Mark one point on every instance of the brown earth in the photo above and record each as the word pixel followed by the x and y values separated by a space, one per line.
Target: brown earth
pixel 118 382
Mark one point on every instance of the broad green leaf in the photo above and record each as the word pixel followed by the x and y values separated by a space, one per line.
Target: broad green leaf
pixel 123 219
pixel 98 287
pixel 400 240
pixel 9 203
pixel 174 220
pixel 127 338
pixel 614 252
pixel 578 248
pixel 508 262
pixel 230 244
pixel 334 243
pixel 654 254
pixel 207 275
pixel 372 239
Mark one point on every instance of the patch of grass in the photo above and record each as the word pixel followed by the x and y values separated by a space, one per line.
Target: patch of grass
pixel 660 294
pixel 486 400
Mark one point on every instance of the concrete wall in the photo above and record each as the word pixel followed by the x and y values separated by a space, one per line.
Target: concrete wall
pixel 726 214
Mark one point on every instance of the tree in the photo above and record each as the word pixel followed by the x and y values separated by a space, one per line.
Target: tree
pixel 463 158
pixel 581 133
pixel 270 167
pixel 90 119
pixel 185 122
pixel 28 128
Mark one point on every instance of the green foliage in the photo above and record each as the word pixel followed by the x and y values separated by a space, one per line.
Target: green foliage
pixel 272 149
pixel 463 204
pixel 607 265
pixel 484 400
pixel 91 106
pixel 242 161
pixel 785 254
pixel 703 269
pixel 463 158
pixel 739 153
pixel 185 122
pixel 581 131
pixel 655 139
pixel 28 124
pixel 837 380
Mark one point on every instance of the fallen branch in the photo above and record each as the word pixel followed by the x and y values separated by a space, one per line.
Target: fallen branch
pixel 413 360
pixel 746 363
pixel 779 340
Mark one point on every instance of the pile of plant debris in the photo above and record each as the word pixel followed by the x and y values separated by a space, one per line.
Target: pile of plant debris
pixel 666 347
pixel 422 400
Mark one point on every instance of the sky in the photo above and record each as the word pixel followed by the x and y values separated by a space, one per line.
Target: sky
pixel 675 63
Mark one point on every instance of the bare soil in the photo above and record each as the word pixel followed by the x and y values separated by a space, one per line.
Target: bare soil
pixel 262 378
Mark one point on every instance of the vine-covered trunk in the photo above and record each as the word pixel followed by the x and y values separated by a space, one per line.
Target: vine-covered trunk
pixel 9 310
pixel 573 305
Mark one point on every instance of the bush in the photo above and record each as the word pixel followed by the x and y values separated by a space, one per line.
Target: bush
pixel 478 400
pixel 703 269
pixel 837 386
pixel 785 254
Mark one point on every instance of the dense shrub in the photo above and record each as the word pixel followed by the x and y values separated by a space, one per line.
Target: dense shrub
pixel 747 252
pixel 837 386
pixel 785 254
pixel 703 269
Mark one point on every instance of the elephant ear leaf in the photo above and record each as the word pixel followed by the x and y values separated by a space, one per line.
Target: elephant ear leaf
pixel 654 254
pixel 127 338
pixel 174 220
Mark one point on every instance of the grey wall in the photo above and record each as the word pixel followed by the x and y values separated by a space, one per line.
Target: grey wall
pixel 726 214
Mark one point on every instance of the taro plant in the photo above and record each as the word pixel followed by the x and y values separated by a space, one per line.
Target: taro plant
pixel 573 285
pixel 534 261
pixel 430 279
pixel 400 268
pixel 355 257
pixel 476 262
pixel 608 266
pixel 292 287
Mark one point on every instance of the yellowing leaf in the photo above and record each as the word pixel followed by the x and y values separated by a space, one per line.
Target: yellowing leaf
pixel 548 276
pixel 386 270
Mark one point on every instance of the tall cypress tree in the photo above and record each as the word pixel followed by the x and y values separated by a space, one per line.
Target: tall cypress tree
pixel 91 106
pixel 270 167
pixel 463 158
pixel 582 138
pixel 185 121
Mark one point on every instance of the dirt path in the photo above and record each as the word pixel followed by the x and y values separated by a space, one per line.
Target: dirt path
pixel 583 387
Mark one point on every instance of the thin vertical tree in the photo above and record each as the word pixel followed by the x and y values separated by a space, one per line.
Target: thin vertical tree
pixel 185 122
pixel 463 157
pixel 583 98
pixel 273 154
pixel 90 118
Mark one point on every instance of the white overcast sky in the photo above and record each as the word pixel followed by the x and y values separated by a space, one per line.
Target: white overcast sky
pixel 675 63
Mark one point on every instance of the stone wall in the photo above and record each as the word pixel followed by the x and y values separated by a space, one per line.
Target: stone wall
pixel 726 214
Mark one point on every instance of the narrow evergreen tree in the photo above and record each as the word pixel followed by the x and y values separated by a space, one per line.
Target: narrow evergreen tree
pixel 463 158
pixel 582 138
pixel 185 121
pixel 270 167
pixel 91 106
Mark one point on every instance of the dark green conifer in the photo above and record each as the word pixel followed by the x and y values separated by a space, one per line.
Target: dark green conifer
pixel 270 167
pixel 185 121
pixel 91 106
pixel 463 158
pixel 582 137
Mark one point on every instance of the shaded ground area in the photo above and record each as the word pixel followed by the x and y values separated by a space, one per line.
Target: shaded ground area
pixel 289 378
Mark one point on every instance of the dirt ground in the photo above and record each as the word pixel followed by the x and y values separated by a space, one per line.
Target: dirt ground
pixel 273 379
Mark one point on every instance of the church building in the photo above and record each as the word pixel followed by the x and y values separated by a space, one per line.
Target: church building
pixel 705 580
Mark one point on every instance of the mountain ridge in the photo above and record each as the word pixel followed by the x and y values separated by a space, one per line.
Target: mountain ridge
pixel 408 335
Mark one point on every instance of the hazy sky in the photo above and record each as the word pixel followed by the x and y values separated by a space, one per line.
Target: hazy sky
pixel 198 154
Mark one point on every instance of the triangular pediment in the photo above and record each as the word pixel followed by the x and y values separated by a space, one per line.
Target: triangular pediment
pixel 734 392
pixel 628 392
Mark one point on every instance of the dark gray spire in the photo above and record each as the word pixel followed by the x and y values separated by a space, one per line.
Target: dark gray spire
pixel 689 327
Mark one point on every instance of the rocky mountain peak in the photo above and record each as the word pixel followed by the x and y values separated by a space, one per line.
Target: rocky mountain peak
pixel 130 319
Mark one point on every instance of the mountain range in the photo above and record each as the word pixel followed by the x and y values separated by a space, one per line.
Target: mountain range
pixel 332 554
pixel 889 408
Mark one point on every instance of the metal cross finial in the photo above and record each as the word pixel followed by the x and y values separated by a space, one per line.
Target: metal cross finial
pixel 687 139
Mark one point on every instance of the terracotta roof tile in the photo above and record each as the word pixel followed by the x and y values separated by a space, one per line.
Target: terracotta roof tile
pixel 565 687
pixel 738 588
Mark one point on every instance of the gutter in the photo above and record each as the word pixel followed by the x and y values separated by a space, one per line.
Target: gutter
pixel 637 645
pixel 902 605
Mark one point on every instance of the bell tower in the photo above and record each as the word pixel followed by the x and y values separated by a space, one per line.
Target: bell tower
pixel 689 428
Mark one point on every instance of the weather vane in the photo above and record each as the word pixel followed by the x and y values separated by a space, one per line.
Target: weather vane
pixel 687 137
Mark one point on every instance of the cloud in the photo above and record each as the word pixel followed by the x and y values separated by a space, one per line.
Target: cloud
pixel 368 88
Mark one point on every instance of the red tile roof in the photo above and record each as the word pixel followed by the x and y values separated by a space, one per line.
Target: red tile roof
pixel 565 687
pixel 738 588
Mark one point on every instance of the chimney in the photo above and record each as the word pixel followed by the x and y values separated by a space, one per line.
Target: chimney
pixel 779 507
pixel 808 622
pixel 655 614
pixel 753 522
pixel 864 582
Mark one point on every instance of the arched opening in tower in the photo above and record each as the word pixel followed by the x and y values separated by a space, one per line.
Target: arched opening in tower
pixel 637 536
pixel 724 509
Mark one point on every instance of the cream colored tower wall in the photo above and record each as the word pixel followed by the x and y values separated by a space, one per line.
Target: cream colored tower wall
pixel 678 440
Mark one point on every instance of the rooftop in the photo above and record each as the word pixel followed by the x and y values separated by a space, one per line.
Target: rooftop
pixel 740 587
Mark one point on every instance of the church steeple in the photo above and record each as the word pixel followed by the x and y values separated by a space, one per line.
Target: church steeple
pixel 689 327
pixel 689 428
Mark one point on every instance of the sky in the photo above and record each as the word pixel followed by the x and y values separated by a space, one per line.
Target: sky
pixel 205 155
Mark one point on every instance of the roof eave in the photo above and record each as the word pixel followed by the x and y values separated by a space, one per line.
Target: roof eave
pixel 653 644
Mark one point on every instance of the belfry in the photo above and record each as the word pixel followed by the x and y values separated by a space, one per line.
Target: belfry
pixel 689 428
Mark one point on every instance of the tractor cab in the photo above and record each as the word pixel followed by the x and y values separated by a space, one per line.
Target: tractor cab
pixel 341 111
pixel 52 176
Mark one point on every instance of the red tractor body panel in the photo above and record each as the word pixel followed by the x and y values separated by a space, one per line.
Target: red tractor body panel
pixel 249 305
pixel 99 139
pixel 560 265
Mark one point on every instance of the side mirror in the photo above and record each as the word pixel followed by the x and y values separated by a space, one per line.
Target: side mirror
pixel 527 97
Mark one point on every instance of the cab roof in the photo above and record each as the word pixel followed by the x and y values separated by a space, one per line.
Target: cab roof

> **Problem to solve**: Starting at the line that contains "Mark one point on every instance of the cab", print every line through the end of the listing, word for word. Leave out all the rest.

> **Answer to this problem**:
Mark one point on every instance of the cab roof in the photo above and record each as the word pixel followed by the x and y values separated by a space, one per line.
Target: cab roof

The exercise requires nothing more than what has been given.